- [Document segment]:
To ensure the rewinding stops at the unused page, this also clears
buffer_data_page::time_stamp when tracing resets the buffer. This
allows us to identify unused pages and empty pages.
Signed-off-by: Masami Hiramatsu (Google) <mhiramat@kernel.org>
---
Changes in v19:
- Cleanup rb_validate_buffer() so that it is more readable,
and add a comment about the timestamp validation.
Changes in v18:
- Reset timestamp of reader_page when the entire cpu_buffer is
invalid.
- Minor update by new fix.
Changes in v17:
- Fix to verify head_page at first before using its timestamp.
- Reset timestamp if the page is invalid.
Changes in v12:
- Fix build error.
Changes in v11:
- Reset timestamp when the buffer is invalid.
- When rewinding, skip subbuf page if timestamp is wrong and
check timestamp after validating buffer data page.
Changes in v10:
- Newly added.
---
kernel/trace/ring_buffer.c | 102 +++++++++++++++++++++++++++-----------------
1 file changed, 63 insertions(+), 39 deletions(-)
diff --git a/kernel/trace/ring_buffer.c b/kernel/trace/ring_buffer.c
index 2ac09b1abe9f..9a82eaa684c1 100644
--- a/kernel/trace/ring_buffer.c
+++ b/kernel/trace/ring_buffer.c
@@ -363,6 +363,7 @@ struct buffer_page {
static void rb_init_page(struct buffer_data_page *bpage)
{
local_set(&bpage->commit, 0);
+ bpage->time_stamp = 0;
}
static __always_inline unsigned int rb_page_commit(struct buffer_page *bpage)
@@ -1878,12 +1879,14 @@ static int rb_read_data_buffer(struct buffer_data_page *dpage, int tail, int cpu
return events;
}
-static int rb_validate_buffer(struct buffer_data_page *dpage, int cpu,
- struct ring_buffer_cpu_meta *meta)

- [Given information]:
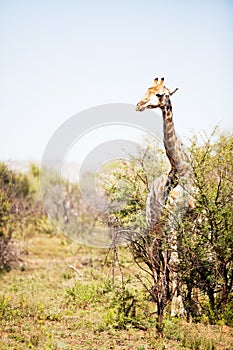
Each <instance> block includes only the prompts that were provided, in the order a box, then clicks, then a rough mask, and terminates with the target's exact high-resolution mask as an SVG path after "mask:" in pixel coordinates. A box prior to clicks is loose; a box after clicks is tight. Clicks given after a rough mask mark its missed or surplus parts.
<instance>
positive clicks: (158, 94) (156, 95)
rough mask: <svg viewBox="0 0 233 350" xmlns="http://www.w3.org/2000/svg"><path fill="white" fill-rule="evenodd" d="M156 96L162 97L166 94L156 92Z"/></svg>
mask: <svg viewBox="0 0 233 350" xmlns="http://www.w3.org/2000/svg"><path fill="white" fill-rule="evenodd" d="M156 96H157V97H158V98H161V97H163V96H164V94H156Z"/></svg>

- [Tasks to complete]:
[1] Summarize the ring buffer patch above in two sentences.
[2] Output the part of the ring buffer patch starting at "diff --git a/kernel/trace/ring_buffer.c" and ending at "rb_init_page(struct buffer_data_page *bpage)".

- [Results of the tasks]:
[1] The patch clears buffer_data_page::time_stamp when tracing resets the buffer, so that rewinding stops at the unused page and unused and empty pages can be identified. It changes one file, kernel/trace/ring_buffer.c, with 63 insertions and 39 deletions, including setting the timestamp to 0 in rb_init_page.

[2]
diff --git a/kernel/trace/ring_buffer.c b/kernel/trace/ring_buffer.c
index 2ac09b1abe9f..9a82eaa684c1 100644
--- a/kernel/trace/ring_buffer.c
+++ b/kernel/trace/ring_buffer.c
@@ -363,6 +363,7 @@ struct buffer_page {
static void rb_init_page(struct buffer_data_page *bpage)